● Work task: Copy out all lines from the entries below in which "drawer" occurs.

START Dataset entries

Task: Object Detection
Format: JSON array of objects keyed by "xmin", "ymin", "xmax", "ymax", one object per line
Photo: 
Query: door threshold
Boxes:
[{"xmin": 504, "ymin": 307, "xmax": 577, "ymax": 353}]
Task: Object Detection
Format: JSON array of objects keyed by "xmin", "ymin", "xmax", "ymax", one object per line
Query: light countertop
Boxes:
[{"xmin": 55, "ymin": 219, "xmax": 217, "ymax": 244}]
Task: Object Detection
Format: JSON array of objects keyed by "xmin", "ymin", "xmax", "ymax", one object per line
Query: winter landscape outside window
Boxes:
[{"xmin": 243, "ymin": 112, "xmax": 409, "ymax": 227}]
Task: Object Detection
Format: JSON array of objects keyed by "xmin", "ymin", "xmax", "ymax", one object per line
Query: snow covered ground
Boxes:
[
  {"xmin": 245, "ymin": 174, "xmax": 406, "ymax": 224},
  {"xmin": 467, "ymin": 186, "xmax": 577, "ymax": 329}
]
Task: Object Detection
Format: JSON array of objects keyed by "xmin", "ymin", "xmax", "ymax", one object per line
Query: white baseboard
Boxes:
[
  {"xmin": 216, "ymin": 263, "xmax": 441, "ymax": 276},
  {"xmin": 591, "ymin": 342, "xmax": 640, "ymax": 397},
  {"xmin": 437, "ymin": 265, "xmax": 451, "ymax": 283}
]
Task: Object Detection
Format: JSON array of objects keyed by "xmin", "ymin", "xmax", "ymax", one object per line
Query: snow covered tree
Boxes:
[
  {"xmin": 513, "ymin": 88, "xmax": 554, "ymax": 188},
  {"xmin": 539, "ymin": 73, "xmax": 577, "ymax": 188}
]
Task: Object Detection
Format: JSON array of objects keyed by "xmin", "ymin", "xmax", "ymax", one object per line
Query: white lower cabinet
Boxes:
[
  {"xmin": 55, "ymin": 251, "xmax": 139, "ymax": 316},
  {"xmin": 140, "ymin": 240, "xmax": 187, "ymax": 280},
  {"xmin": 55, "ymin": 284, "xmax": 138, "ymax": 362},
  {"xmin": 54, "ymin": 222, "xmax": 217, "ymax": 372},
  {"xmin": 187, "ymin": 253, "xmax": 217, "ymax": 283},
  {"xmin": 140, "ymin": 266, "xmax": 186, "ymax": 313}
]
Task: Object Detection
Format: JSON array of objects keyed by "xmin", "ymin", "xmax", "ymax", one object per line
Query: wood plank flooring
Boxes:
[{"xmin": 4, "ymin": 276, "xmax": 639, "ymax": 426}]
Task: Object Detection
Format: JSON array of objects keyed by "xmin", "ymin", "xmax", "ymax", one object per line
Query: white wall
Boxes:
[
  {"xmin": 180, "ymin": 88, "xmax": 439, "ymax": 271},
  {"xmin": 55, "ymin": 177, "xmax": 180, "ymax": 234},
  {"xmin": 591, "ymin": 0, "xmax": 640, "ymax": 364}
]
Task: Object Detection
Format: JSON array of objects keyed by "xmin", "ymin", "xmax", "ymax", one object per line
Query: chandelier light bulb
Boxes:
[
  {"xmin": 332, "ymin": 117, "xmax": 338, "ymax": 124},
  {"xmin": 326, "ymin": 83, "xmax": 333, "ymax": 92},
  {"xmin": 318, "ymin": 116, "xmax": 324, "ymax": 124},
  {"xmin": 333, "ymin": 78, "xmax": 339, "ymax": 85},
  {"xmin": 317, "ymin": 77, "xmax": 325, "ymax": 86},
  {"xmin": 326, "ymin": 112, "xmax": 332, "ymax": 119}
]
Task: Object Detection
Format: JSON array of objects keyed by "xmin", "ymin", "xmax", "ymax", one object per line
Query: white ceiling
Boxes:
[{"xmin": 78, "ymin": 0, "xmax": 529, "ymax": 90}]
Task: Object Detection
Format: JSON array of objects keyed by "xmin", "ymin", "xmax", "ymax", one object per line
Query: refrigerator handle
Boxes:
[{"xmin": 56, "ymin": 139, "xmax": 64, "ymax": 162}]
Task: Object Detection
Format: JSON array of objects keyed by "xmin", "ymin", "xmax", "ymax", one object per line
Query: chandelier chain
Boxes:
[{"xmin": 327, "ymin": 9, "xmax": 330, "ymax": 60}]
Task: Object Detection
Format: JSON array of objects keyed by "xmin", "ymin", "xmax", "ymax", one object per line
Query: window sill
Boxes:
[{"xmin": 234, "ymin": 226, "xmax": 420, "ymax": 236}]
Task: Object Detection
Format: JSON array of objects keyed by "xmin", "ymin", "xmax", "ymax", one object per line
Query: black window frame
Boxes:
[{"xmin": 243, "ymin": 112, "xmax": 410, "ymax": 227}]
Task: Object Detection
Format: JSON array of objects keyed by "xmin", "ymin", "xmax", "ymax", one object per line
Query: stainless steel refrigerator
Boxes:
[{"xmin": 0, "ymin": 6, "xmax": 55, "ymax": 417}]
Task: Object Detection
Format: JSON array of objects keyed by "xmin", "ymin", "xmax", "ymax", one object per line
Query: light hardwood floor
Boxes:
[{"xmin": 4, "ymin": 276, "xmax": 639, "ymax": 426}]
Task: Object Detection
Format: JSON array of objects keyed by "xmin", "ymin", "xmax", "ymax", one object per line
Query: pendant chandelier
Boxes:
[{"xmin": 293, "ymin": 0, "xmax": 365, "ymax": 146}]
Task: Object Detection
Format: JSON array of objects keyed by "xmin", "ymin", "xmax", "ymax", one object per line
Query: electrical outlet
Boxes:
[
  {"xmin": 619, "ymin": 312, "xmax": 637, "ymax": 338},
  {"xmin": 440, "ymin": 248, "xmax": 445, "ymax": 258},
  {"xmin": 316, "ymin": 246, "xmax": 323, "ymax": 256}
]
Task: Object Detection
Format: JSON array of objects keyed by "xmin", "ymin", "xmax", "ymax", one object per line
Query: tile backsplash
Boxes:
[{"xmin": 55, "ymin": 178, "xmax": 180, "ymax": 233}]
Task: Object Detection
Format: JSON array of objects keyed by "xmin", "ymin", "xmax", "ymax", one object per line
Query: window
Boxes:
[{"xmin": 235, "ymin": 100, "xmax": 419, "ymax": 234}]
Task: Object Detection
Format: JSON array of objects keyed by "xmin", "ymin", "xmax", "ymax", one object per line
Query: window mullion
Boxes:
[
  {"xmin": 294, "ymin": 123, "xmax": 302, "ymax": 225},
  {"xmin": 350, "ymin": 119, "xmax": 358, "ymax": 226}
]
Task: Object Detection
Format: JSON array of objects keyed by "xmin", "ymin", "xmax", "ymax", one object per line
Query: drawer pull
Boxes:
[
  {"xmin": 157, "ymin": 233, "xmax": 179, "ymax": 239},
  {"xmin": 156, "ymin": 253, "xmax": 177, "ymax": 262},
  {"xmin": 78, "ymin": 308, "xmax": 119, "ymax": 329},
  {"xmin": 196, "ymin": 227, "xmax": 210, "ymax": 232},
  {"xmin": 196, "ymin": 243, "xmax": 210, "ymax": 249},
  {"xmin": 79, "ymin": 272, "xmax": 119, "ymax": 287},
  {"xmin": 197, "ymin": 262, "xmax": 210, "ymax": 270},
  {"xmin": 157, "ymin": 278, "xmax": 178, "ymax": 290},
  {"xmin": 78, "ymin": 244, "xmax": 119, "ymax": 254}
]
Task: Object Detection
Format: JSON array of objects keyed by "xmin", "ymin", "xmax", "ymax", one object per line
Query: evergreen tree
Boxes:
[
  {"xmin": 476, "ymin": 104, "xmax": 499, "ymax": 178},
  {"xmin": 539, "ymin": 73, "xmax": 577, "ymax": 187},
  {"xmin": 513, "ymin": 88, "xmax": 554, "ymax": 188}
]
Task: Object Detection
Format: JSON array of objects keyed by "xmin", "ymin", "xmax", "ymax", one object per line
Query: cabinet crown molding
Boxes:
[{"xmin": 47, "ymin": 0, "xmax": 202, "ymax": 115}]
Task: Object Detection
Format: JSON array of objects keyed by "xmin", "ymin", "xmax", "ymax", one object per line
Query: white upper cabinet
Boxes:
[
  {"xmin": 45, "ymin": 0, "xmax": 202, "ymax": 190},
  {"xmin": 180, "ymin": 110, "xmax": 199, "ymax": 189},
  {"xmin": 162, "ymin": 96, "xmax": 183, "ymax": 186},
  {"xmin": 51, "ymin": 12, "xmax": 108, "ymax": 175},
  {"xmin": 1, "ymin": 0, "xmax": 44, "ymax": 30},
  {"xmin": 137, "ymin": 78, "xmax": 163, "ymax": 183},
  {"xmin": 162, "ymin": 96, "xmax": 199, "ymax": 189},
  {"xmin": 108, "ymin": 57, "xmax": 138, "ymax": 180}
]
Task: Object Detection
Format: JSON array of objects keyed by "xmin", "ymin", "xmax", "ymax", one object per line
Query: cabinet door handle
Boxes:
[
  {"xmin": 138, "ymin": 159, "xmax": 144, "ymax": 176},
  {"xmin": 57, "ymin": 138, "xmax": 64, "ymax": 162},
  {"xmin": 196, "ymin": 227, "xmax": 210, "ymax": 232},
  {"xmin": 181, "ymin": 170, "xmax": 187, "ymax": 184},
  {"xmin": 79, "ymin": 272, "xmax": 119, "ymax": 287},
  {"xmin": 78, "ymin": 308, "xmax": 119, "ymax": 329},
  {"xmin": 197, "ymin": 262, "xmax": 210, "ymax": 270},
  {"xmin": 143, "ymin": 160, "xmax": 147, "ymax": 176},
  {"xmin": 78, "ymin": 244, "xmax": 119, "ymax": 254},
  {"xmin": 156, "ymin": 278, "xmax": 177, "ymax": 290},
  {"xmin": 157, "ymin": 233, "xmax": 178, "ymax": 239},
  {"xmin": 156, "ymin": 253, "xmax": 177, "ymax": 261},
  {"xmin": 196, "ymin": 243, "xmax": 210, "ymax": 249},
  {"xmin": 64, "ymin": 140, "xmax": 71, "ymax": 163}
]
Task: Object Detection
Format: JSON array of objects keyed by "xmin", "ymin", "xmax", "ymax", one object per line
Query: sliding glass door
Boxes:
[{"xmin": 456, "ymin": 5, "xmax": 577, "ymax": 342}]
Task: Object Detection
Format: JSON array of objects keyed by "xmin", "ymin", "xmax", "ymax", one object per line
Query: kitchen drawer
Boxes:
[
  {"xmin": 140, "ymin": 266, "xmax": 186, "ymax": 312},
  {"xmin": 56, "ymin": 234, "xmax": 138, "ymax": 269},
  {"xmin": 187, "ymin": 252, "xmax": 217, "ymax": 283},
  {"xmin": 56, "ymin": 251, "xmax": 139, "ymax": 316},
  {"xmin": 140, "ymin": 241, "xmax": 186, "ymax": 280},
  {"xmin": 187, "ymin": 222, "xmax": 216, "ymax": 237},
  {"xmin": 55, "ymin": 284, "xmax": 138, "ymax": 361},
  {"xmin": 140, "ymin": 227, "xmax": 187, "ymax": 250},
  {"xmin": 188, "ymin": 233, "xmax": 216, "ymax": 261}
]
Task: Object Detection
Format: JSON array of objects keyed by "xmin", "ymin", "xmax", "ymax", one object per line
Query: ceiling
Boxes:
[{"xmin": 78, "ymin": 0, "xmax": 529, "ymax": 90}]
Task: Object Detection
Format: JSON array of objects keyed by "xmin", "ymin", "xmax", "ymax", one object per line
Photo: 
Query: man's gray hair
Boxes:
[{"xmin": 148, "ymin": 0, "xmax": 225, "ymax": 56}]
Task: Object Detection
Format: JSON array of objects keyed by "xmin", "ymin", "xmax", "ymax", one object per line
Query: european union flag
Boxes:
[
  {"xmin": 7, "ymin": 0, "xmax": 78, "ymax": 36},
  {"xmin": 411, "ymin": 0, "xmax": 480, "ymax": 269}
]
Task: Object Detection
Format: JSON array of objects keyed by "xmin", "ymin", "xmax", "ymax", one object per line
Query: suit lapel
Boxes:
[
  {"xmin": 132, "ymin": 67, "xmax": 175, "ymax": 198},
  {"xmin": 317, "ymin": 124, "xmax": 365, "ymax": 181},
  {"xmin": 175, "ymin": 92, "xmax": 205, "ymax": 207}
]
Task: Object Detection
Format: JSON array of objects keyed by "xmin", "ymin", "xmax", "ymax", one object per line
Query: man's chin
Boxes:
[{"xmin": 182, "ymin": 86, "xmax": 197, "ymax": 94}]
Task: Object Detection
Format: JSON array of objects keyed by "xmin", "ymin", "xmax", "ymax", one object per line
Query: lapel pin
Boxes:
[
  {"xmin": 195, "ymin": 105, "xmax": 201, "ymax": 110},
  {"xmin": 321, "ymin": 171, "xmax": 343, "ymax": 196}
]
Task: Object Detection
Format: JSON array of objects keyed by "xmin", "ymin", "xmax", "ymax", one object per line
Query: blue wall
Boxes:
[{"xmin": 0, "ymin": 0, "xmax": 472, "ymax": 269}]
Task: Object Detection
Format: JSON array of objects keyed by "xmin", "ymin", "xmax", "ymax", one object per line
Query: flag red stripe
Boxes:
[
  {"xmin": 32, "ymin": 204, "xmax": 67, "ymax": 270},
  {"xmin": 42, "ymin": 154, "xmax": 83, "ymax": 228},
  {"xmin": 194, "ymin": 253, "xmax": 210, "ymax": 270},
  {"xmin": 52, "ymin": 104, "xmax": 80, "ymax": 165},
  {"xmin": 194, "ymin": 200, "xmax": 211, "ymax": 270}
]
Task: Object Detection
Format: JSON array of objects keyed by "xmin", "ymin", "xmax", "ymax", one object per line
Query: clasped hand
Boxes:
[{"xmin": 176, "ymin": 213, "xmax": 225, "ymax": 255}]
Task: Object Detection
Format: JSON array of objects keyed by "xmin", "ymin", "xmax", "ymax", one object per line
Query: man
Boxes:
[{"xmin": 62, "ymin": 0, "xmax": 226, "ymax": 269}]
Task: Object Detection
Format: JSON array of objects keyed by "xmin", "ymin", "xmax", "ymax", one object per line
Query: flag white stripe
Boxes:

END Dataset entries

● Response to the task:
Query: drawer pull
Query: kitchen drawer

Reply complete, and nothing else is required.